Task material:
□ □ □ □ □ □ □
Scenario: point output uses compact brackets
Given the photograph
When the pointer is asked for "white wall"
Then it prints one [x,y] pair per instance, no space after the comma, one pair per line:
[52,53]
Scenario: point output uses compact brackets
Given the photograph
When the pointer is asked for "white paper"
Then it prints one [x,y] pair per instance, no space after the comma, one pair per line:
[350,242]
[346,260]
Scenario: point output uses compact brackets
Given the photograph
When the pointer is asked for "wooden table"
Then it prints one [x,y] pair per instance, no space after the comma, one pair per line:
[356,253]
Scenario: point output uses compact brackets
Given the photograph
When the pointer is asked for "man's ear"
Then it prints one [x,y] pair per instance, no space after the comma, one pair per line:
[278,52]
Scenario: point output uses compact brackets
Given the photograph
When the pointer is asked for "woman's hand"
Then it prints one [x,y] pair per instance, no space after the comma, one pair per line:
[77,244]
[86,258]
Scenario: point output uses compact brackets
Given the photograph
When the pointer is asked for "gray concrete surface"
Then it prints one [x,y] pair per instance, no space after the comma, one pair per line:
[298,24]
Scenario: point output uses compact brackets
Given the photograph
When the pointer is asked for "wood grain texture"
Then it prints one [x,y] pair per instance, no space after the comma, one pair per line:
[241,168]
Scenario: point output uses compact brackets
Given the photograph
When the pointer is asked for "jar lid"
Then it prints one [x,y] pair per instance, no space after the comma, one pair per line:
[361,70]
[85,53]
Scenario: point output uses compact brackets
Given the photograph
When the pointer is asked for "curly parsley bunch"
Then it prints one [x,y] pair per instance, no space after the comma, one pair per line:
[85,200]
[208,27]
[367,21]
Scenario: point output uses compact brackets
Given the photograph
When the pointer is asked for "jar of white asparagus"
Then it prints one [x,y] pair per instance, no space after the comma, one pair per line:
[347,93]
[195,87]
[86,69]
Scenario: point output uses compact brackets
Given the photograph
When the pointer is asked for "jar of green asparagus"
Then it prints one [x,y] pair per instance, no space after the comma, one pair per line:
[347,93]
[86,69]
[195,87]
□ □ □ □ □ □ □
How many lines of the material above include the string "asparagus"? Reply with the number alone.

2